● Data

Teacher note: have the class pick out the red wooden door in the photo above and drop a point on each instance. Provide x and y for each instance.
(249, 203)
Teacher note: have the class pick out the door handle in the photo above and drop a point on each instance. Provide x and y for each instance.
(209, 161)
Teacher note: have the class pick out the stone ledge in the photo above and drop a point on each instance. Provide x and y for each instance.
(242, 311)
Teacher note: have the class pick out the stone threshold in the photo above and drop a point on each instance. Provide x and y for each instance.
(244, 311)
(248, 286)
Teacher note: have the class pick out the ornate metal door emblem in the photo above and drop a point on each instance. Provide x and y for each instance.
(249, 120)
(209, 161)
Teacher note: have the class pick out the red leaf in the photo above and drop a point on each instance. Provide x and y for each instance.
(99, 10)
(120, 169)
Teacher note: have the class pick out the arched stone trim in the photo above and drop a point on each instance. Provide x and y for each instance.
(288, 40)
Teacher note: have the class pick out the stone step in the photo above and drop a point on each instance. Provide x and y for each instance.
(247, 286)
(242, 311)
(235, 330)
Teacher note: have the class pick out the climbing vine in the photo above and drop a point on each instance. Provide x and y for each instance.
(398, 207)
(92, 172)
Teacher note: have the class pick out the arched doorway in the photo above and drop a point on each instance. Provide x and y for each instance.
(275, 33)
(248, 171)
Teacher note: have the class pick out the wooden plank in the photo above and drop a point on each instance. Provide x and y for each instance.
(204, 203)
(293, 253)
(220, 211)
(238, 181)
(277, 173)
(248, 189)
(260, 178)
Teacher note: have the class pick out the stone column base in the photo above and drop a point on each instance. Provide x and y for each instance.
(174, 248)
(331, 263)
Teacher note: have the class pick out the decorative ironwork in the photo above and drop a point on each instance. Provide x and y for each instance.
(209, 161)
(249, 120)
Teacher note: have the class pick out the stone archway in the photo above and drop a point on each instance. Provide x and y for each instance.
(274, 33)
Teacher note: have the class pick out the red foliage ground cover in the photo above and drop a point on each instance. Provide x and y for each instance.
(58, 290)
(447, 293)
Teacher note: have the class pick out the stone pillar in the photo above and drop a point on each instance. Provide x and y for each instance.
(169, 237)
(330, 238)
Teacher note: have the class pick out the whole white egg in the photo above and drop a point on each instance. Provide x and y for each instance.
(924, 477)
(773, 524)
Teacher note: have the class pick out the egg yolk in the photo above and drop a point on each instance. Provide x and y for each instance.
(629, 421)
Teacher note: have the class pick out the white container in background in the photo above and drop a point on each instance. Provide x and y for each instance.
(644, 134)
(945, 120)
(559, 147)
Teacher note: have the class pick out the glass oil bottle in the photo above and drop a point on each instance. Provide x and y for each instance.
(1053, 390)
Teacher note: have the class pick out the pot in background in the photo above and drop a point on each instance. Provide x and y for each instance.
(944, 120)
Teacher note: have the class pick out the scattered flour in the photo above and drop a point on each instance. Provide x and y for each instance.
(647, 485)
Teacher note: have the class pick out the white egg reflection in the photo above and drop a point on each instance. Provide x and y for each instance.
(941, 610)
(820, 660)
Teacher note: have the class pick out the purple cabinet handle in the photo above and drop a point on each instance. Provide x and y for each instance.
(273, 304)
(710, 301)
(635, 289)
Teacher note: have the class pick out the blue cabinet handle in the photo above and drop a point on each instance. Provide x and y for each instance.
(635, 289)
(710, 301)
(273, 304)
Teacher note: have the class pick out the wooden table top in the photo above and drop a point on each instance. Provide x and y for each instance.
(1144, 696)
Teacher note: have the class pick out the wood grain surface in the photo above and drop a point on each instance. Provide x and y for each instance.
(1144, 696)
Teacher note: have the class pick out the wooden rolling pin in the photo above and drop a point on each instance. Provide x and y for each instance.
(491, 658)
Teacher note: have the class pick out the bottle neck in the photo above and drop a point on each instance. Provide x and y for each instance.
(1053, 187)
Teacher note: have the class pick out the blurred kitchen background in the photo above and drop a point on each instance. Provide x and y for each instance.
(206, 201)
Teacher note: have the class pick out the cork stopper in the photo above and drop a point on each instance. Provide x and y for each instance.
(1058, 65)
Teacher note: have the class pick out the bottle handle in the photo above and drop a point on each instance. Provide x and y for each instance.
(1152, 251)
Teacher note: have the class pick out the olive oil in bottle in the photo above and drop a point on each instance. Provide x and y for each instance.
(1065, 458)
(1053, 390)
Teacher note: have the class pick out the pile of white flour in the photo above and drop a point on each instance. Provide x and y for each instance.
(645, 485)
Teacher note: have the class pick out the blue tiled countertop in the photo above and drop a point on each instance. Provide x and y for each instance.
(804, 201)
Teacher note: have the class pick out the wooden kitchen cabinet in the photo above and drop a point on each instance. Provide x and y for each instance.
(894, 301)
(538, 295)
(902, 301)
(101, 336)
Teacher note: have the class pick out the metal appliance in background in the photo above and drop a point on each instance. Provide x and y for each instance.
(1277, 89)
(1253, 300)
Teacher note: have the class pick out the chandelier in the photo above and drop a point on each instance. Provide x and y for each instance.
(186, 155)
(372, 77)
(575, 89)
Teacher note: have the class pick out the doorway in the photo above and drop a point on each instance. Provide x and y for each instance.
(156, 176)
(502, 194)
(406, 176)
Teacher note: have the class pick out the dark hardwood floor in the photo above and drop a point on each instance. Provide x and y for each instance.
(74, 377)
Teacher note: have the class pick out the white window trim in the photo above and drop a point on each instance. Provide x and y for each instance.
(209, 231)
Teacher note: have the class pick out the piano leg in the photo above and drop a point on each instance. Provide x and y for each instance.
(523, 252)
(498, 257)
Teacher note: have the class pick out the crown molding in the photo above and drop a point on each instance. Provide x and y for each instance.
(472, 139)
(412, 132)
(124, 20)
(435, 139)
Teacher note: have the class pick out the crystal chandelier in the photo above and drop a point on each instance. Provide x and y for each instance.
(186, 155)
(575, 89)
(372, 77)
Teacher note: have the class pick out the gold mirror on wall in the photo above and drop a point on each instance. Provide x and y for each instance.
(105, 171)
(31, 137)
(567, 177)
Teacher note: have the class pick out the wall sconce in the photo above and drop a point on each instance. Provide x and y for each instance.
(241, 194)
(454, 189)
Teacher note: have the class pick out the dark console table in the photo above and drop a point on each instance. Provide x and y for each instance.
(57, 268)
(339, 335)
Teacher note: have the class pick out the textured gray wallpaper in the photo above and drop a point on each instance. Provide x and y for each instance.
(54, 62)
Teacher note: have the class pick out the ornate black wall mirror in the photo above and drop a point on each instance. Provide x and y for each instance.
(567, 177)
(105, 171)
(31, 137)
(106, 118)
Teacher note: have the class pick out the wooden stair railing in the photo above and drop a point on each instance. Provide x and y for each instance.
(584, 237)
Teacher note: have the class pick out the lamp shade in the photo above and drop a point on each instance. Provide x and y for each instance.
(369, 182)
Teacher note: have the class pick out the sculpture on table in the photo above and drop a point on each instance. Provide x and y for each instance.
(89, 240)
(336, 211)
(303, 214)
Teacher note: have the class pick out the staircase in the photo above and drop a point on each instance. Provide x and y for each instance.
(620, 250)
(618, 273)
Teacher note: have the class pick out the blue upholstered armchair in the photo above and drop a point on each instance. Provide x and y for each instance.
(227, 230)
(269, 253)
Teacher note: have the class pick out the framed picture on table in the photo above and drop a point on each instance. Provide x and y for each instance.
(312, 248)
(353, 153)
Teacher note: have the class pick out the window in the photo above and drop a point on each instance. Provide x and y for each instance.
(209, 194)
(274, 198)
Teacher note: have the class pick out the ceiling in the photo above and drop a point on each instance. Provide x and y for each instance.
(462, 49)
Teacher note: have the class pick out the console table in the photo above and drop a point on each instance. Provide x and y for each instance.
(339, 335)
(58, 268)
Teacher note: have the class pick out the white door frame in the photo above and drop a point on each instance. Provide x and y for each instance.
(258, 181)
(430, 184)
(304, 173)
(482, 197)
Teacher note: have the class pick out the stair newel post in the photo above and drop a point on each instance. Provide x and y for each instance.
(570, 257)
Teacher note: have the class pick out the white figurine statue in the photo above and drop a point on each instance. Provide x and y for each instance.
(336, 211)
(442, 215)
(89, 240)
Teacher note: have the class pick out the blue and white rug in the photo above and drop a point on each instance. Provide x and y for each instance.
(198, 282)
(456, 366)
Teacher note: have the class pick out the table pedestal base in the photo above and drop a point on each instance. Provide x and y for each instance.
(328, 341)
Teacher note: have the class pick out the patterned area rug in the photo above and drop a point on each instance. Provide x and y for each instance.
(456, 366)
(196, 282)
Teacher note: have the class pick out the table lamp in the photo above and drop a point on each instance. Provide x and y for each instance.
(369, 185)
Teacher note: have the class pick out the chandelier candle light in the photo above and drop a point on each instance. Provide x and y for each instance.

● The problem
Rescale the records from the line containing "Teacher note: have the class pick out the table pedestal" through the end of the records. Reproduce only those lines, instruction lines included and unchanged, with each x and y point coordinate multiplied by 0.45 and rounded to the nearest whole number, halves rounded up.

● Exercise solution
Teacher note: have the class pick out the table pedestal base in the photo above and drop a point on each instance. Provide x and y for each instance.
(148, 153)
Teacher note: have the class pick out the patterned area rug in the photo above and drop a point on each instance. Provide x and y for each instance.
(205, 165)
(88, 127)
Teacher note: have the class pick out the table lamp in the photo above and drop a point on each instance. Provide x and y for each instance.
(166, 83)
Teacher note: have the class pick out the chandelier candle light in the photo above and drop a point on each instance. Provide x and y for each instance.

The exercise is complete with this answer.